* [TASK DESCRIPTION] Set down all of the records exactly, leaving none out.

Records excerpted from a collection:
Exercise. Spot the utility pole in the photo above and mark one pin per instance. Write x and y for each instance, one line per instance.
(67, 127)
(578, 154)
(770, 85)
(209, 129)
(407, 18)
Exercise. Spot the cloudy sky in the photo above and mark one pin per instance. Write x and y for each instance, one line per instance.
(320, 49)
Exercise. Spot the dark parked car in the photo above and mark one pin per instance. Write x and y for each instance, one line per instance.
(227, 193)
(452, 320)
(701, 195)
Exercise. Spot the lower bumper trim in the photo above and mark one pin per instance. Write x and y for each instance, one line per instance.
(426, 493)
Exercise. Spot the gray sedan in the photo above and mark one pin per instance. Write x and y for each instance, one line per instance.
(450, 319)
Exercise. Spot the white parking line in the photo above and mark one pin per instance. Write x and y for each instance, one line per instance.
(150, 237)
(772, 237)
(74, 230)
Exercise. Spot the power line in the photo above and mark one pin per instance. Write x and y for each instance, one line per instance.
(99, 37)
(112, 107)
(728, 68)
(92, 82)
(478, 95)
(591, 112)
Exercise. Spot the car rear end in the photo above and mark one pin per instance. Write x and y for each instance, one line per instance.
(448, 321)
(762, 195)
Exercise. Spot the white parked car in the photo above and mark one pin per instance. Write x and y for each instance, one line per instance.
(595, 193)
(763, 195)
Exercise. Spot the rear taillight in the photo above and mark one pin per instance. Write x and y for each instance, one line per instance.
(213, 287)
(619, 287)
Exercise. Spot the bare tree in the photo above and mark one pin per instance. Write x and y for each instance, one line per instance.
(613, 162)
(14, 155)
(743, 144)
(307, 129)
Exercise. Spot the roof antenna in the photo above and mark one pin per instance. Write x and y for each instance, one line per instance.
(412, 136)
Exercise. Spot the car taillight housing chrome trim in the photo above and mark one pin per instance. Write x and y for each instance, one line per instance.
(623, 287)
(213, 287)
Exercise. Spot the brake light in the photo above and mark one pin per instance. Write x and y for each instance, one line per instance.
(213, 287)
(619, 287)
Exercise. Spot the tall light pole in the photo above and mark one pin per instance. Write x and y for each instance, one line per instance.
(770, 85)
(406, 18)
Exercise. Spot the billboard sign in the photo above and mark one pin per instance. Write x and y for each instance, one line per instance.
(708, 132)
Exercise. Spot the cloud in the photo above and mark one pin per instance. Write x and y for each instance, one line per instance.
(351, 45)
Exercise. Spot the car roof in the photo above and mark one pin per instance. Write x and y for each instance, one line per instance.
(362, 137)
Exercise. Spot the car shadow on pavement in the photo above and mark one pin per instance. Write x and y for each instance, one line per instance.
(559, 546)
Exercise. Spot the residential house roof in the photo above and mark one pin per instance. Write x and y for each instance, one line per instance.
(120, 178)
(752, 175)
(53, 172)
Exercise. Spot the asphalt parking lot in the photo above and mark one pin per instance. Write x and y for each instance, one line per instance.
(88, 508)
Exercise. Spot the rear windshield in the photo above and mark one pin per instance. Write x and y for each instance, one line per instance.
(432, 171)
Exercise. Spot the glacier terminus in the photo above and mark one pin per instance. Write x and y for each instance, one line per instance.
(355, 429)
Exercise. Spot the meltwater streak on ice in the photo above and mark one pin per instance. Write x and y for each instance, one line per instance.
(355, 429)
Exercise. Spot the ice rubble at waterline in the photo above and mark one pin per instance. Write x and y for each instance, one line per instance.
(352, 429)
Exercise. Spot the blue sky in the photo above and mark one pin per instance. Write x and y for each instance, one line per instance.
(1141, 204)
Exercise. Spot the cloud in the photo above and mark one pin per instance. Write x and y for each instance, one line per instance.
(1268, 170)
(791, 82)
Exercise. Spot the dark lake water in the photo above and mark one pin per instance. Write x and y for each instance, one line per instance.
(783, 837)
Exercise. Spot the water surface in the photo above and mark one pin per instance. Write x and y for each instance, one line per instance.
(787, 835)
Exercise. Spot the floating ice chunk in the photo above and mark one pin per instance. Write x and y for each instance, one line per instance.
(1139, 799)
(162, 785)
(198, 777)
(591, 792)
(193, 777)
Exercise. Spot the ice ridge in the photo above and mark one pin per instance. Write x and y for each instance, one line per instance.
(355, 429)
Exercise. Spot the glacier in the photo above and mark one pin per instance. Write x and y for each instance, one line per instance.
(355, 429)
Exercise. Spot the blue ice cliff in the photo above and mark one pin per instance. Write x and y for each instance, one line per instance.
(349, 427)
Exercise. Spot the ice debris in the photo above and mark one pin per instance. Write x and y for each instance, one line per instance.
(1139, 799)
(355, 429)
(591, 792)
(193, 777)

* [TASK ANSWER]
Exercise. Spot the utility pole in the photo above and mark one pin per instance. Write x and y for each instance, one line per instance.
(67, 127)
(578, 154)
(770, 85)
(209, 129)
(407, 18)
Exercise. Spot the cloudy sky in the photo above and mark one pin per instance. Write x and y for each instance, one line per instance.
(320, 49)
Exercise. Spot the dark parked car in the photo above and mark one pin per instance. Write x and y for each instance, one line per instance.
(227, 193)
(452, 320)
(701, 195)
Exercise. Spot the lower bumper trim in the photo above and mark one pin per instance. Write x and y for each instance, one line per instance.
(426, 493)
Exercise. Spot the gray sedan in the photo above and mark one pin per instance. Write x and y for each instance, one line per instance.
(450, 319)
Exercise. Spot the white parking line in the photo above and mark one pin per instance. Write x and y for each instance, one line per instance.
(150, 237)
(772, 237)
(74, 230)
Exercise. Spot the power line in the photo above and mark one pin per instance. Write x and y for each instance, one line per instance.
(99, 37)
(112, 107)
(728, 68)
(92, 82)
(478, 95)
(591, 112)
Exercise. Spot the car rear end in the photo above and mark one pin per instance. Write x and y for each instance, one line per instance.
(448, 321)
(762, 195)
Exercise. Spot the white parked car in the photo above and mark one pin per instance. Write x and y for each instance, one line per instance.
(595, 193)
(763, 195)
Exercise. Spot the rear taillight in the photo above and mark one pin per instance. Write x and y for each instance, one line per instance.
(213, 287)
(619, 287)
Exercise. Spot the bare tree in the photo above and mark one pin per instance. Write x and y for each instance, one line per instance.
(613, 162)
(14, 155)
(743, 144)
(307, 129)
Exercise. Spot the roof antenna in the photo above and mark one pin per instance. Write x and y for each instance, one line per instance.
(412, 136)
Exercise. Spot the car taillight housing chrome trim in the photo above and mark one pin per instance. Write x and y for each instance, one line per instance.
(623, 287)
(213, 287)
Exercise. Spot the brake light in the photo above and mark one pin per instance. Write x and y for each instance, one line per instance.
(213, 287)
(619, 287)
Exercise. Spot the tall light pole in the photo above and mark one pin per instance. Write x and y for each instance, one line per instance.
(770, 85)
(406, 18)
Exercise. Spot the billboard sign in the photo above and mark one pin per instance. Write x and y for each instance, one line per instance.
(708, 132)
Exercise. Spot the cloud in the photo above and mark one pin per instance. Write x and y for each instance, one line per instance.
(351, 45)
Exercise. Spot the car roof in the photo above and mark one pin per instance. Write x and y for each instance, one line per instance.
(362, 137)
Exercise. Spot the car shadow on pavement in the photo above and mark one pin per instance. Write x and y for each instance, one line per instance.
(559, 546)
Exercise. Spot the residential house roof in the photo above and mark one pin per instance. Write x and y for each instance, one line per instance.
(120, 178)
(752, 175)
(53, 172)
Exercise. Spot the asphalt parking lot in the photo above and mark one pin per instance. Write x and y for each instance, one line per instance.
(88, 508)
Exercise. Spot the rear windshield in the photo above and mark one pin per instance. Write x and y for each instance, one line per instance.
(432, 171)
Exercise. Spot the glacier terminus in the photo above and mark one pin per instance. Write x and y for each instance, one line per instance.
(355, 429)
Exercise. Spot the meltwater streak on ice in the photo above and mark one pin per instance. Write x and y for each instance, one line per instance.
(355, 429)
Exercise. Spot the ice rubble at waterline in the photo above and mark one pin per instance. Write x and y for each instance, one line per instance.
(352, 429)
Exercise. Spot the blue sky in the photo above and mark one pin per instance. Write x and y for each instance, one line per instance.
(1141, 204)
Exercise. Spot the cloud in the photo above and mark one pin per instance. Write x and y for each instance, one line per instance.
(1268, 170)
(791, 82)
Exercise. Spot the dark lake water in the photo above and mark one pin per instance. Write x and y for each instance, one line per instance.
(783, 837)
Exercise. Spot the water surface in the photo above and mark one pin per instance. Write x and y for each instance, one line per instance.
(787, 835)
Exercise. Spot the floating ice chunk in the photo above and mark one pin per instance. Write x and y for each instance, one line per instance.
(1139, 799)
(162, 785)
(198, 777)
(591, 792)
(193, 777)
Exercise. Spot the ice ridge in the photo above and mark one pin per instance. Write x and y for each instance, one line per instance.
(355, 429)
Exercise. Spot the glacier in the photo above and mark one pin per instance. Write x and y for each instance, one line per instance.
(355, 429)
Exercise. Spot the blue ice cliff in the photo above and mark one pin per instance. Write x and y for each instance, one line per instance.
(349, 427)
Exercise. Spot the ice debris in the photo above and mark one pin per instance. Write x and y for each instance, one line per instance.
(1139, 799)
(355, 429)
(591, 792)
(193, 777)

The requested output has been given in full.